(Data supplied Opens)
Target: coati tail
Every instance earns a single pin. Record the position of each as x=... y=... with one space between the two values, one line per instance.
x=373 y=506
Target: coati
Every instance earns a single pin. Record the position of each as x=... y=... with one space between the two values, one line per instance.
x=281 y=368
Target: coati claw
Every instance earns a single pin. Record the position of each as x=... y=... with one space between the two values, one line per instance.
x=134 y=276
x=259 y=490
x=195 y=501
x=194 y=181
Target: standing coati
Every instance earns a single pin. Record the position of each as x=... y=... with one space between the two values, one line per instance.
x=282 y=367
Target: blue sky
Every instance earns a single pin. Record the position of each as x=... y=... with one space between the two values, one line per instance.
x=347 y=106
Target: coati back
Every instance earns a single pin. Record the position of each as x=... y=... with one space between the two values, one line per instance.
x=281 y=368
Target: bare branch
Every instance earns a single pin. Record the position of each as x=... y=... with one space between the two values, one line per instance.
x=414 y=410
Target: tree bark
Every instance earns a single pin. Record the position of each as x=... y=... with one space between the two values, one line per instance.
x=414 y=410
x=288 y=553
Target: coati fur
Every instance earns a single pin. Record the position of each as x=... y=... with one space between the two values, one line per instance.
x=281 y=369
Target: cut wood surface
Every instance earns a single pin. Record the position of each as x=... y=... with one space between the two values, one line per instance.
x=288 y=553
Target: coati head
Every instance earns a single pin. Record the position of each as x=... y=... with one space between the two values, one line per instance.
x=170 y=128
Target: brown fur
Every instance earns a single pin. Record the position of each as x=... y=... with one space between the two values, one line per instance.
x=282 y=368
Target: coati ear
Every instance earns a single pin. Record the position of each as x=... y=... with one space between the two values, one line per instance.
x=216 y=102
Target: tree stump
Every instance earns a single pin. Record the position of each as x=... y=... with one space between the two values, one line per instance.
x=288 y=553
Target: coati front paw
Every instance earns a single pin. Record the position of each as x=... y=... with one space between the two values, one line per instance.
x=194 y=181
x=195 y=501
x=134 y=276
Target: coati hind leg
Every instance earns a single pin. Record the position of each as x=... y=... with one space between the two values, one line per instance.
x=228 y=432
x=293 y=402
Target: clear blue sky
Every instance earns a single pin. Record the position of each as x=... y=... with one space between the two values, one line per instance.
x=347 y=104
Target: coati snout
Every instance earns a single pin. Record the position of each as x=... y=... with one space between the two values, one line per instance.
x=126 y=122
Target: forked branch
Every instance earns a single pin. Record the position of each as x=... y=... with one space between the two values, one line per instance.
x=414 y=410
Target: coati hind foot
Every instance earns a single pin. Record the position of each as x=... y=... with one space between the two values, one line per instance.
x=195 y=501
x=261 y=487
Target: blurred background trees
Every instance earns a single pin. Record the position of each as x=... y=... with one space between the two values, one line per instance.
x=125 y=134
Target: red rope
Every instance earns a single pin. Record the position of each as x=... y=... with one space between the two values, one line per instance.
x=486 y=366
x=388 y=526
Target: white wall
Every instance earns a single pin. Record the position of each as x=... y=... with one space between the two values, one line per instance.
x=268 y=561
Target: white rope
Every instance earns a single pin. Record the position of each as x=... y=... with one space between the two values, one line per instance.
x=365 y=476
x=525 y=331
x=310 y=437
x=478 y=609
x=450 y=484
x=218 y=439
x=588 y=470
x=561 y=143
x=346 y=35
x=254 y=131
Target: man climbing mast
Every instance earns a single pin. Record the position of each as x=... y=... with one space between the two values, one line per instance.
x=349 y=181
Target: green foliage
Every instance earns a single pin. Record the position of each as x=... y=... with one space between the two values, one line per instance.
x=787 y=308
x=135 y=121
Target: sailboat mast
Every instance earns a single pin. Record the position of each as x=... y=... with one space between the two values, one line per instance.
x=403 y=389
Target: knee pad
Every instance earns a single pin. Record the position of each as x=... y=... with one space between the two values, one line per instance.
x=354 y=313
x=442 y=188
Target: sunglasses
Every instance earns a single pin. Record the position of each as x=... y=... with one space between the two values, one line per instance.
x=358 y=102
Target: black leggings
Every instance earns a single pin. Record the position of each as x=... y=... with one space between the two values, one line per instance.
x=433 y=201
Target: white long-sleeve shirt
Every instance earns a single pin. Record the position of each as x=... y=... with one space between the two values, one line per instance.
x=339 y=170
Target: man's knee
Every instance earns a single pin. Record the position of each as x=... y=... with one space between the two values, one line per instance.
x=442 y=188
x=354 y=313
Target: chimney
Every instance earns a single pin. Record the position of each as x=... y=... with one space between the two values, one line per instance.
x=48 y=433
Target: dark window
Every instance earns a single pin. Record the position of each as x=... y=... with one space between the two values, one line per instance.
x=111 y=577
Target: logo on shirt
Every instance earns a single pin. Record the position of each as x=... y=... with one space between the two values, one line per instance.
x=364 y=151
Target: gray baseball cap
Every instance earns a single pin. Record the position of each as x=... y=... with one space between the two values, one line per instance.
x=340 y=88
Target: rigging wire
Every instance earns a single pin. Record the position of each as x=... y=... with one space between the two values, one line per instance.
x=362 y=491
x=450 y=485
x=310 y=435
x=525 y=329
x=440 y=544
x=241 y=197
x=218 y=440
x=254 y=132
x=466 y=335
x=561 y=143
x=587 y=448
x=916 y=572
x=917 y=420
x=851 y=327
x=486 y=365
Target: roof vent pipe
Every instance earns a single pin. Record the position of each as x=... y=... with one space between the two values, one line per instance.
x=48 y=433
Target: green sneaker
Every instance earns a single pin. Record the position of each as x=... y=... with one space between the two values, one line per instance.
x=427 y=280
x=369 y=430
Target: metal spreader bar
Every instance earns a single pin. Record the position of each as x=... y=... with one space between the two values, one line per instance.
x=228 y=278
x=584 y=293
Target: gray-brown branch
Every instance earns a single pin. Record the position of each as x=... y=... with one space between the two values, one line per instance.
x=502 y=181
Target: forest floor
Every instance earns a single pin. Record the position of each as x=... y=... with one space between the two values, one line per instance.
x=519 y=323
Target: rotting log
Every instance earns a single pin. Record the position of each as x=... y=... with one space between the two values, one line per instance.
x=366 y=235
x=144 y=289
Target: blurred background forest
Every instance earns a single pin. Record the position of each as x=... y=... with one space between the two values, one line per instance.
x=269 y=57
(Data supplied Closes)
▸ **What is expected**
Output all of the entries, exactly as they are written.

▸ **Final answer**
Target: coati tail
Every instance earns a single pin. Record the position of each as x=... y=... with one space between the two values, one line per instance.
x=373 y=506
Target: coati
Every instance earns a single pin. Record the position of each as x=... y=... with one space between the two values, one line per instance.
x=281 y=368
Target: coati claw
Every instance earns a single pin. Record the position of each as x=... y=... with one space between the two values, one line per instance.
x=134 y=276
x=259 y=490
x=195 y=501
x=194 y=181
Target: standing coati
Every instance earns a single pin. Record the position of each as x=... y=... with one space between the two values, one line per instance.
x=282 y=367
Target: blue sky
Every instance earns a single pin. Record the position of each as x=... y=... with one space between the two values, one line per instance.
x=347 y=106
Target: coati back
Every instance earns a single pin. Record the position of each as x=... y=... with one space between the two values, one line per instance.
x=281 y=368
Target: bare branch
Every instance earns a single pin. Record the position of each as x=... y=... with one space between the two values, one line per instance.
x=414 y=410
Target: tree bark
Every instance earns a single pin. Record the position of each as x=... y=... with one space between the two values, one line per instance.
x=414 y=410
x=288 y=553
Target: coati fur
Every instance earns a single pin. Record the position of each as x=... y=... with one space between the two values, one line per instance.
x=281 y=369
Target: cut wood surface
Every instance earns a single pin. Record the position of each as x=... y=... with one space between the two values, one line per instance.
x=288 y=553
Target: coati head
Every instance earns a single pin. Record the position of each as x=... y=... with one space between the two values, one line per instance.
x=170 y=128
Target: brown fur
Every instance earns a single pin. Record the position of each as x=... y=... with one space between the two values, one line per instance.
x=282 y=368
Target: coati ear
Every instance earns a single pin. Record the position of each as x=... y=... with one space between the two values, one line per instance.
x=216 y=102
Target: tree stump
Every instance earns a single pin. Record the position of each as x=... y=... with one space between the two values, one line per instance.
x=288 y=553
Target: coati front paw
Every instance earns a single pin. Record the position of each as x=... y=... with one space between the two values, one line per instance.
x=194 y=181
x=195 y=501
x=134 y=276
Target: coati hind leg
Every instance earns a single pin. Record the position of each as x=... y=... with one space between the two values, one line per instance.
x=228 y=432
x=293 y=402
Target: clear blue sky
Every instance earns a single pin. Record the position of each as x=... y=... with one space between the two values, one line per instance.
x=347 y=104
Target: coati snout
Every instance earns a single pin. Record the position of each as x=... y=... with one space between the two values, one line per instance.
x=126 y=122
Target: forked branch
Every instance earns a single pin. Record the position of each as x=... y=... with one space between the two values, one line per instance.
x=414 y=410
Target: coati hind foot
Every instance earns a single pin. Record the position of each as x=... y=... with one space between the two values, one line per instance.
x=195 y=501
x=261 y=487
Target: blurred background trees
Every instance earns a single pin. Record the position of each as x=... y=... with one space between the two values, one line per instance.
x=125 y=134
Target: red rope
Every instance earns a single pin. Record the position of each as x=... y=... with one space between the two values, one line per instance.
x=486 y=366
x=388 y=526
Target: white wall
Every instance earns a single pin. Record the position of each as x=... y=... with one space between the two values, one line per instance.
x=268 y=561
Target: white rope
Every instance earns a single pin. Record the position of each as x=... y=... with one space between the two values, one line per instance.
x=365 y=476
x=525 y=331
x=310 y=437
x=478 y=609
x=450 y=484
x=218 y=439
x=588 y=470
x=561 y=143
x=346 y=35
x=254 y=131
Target: man climbing mast
Every instance earns a single pin. Record the position of each as x=... y=... with one space between the two values, one line per instance.
x=349 y=181
Target: green foliage
Every instance earns a single pin. Record the position of each as x=... y=... with one space between the two values, one line per instance.
x=787 y=308
x=135 y=121
Target: sailboat mast
Every instance earns a single pin. Record the position of each as x=... y=... with one space between the two values, one line per instance.
x=403 y=389
Target: knee pad
Every instance earns a single pin. Record the position of each as x=... y=... with one space between the two values, one line per instance.
x=354 y=313
x=442 y=188
Target: sunglasses
Every instance earns a single pin. Record the position of each as x=... y=... with one space between the two values, one line per instance.
x=358 y=102
Target: black leggings
Every instance earns a single pin. Record the position of each as x=... y=... with one space between the two values, one line per instance.
x=433 y=201
Target: white long-sleeve shirt
Every instance earns a single pin. Record the position of each as x=... y=... with one space between the two values, one line per instance.
x=339 y=170
Target: man's knee
Every instance earns a single pin. Record the position of each as x=... y=... with one space between the two values, one line per instance.
x=442 y=188
x=354 y=313
Target: chimney
Every instance earns a single pin. Record the position of each as x=... y=... with one space between the two values, one line per instance.
x=48 y=433
Target: dark window
Every instance earns a single pin. Record the position of each as x=... y=... with one space between the two values, one line per instance.
x=111 y=577
Target: logo on shirt
Every instance earns a single pin. Record the position of each as x=... y=... with one space between the two values, one line per instance.
x=364 y=151
Target: gray baseball cap
Every instance earns a single pin. Record the position of each as x=... y=... with one space between the two values, one line per instance.
x=340 y=88
Target: rigging wire
Every instance earns a single pin. Record the position of each as x=... y=... with one space between the two values, one line per instance.
x=362 y=491
x=450 y=485
x=310 y=435
x=525 y=329
x=440 y=544
x=241 y=197
x=218 y=440
x=254 y=132
x=466 y=335
x=561 y=143
x=587 y=448
x=916 y=572
x=917 y=420
x=851 y=327
x=486 y=365
Target: roof vent pipe
Every instance earns a single pin. Record the position of each as x=... y=... with one space between the two values, one line per instance.
x=48 y=433
Target: green sneaker
Every instance earns a single pin. Record the position of each as x=... y=... with one space between the two values, one line per instance.
x=427 y=280
x=369 y=430
Target: metal spreader bar
Every instance earns a single pin. Record the position of each as x=... y=... with one space between the two values, one line per instance.
x=228 y=278
x=584 y=293
Target: gray-brown branch
Every instance earns a single pin. Record the position of each as x=... y=... with one space between the two values, one line per instance.
x=502 y=181
Target: forest floor
Every instance earns a single pin. Record the position of each as x=... y=... with one space between the two values, one line per instance.
x=519 y=323
Target: rotting log
Every instance earns a single pin. Record the position of each as x=... y=... with one space between the two values, one line per instance.
x=366 y=235
x=144 y=289
Target: blurred background forest
Every instance earns a single pin. Record the position of each as x=... y=... with one space between the two values, one line per instance.
x=269 y=57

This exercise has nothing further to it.